-------- PASSAGE --------

So I’m delighted to be working closely with the Department for Health and NHS England. We’re working jointly with their mental health taskforce to look in detail about how we make sure that treatment is available quickly when it is needed.

Because while schools have a role to play in identifying mental health issues, teachers are not mental health professionals. Schools need the support of others to play their part and properly support all of the children and young people in their care.

And finally, as part of our voluntary and community sector grant scheme - which funds high-profile and innovative activities to improve the lives of children and their families - we’ve created, for the first time, a specific mental health funding strand.

And these announcements form a key part of my vision for the future of CAMHS.

It’s right that we renew our focus on the character, resilience and well-being of children and young people - it’s one of the department’s biggest priorities over the coming months. So often it can feel like schools and teachers are judged purely on the results they achieve, on their standing in the league tables. But inextricably linked with academic successes are well-being, character, confidence - all of the ingredients that come together to create the whole child.

Mental health, especially in children and young people, can be complex. So complex that it’s impossible to sum up, in one pithy sentence, in one short speech, what success should look like.

-------- ENTRIES PROVIDED --------

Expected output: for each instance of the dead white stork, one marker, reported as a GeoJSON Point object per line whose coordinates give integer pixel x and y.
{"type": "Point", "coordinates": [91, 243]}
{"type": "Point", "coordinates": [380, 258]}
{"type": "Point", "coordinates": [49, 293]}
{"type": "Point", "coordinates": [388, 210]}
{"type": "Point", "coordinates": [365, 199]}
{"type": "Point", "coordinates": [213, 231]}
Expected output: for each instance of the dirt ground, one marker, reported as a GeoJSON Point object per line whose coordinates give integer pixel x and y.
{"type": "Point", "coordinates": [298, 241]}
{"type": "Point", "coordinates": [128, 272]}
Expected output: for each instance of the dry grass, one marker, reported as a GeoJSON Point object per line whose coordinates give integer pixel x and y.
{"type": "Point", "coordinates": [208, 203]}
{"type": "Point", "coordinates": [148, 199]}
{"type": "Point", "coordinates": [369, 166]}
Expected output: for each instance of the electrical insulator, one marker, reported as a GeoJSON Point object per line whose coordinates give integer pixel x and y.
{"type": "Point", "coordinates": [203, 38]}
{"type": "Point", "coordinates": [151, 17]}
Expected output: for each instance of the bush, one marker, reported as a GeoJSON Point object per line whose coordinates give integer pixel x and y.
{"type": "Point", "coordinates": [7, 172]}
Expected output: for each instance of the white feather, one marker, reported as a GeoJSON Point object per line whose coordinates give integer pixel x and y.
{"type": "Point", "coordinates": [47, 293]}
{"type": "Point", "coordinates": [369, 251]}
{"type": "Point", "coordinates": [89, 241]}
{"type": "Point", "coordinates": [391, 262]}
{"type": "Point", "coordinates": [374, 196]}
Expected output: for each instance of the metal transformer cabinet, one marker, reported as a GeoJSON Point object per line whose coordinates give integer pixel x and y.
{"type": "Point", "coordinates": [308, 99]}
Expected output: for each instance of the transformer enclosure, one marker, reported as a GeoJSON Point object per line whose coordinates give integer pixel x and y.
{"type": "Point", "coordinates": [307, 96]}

--------

> [WHAT YOU ARE ASKED TO DO]:
Resume the speech on children's mental health after its final sentence and continue it.

> [REPLY]:
But I hope you all agree that if we continue to strive towards ending the stigma of mental illness in society once and for all - if we develop innovative and creative policy, not just driven by Whitehall but led by those on the front line - if we can make sure all schools can get hold of the guidance, knowledge, and support they need to provide for their pupils - to try and prevent problems from developing in the first place, and where they do arise, spotting them early and intervening - if pupils can admit, without fear or shame, that they’re struggling and that they need help - and if they then get that help quickly and sensitively - then we’re on our way.

In other words, if we reach a point where mental health is no longer a barrier to success, and where the right systems are in place to help all children unlock their potential.

I’ve kept you all from enjoying the rest of your dinner quite long enough now, I think!

I’ve focused today on mental health support, but it’s only right that I end by reiterating my deepest thanks and gratitude for the support that all of you provide, across the whole spectrum of children’s services.

Thank you for everything you do, and enjoy your night.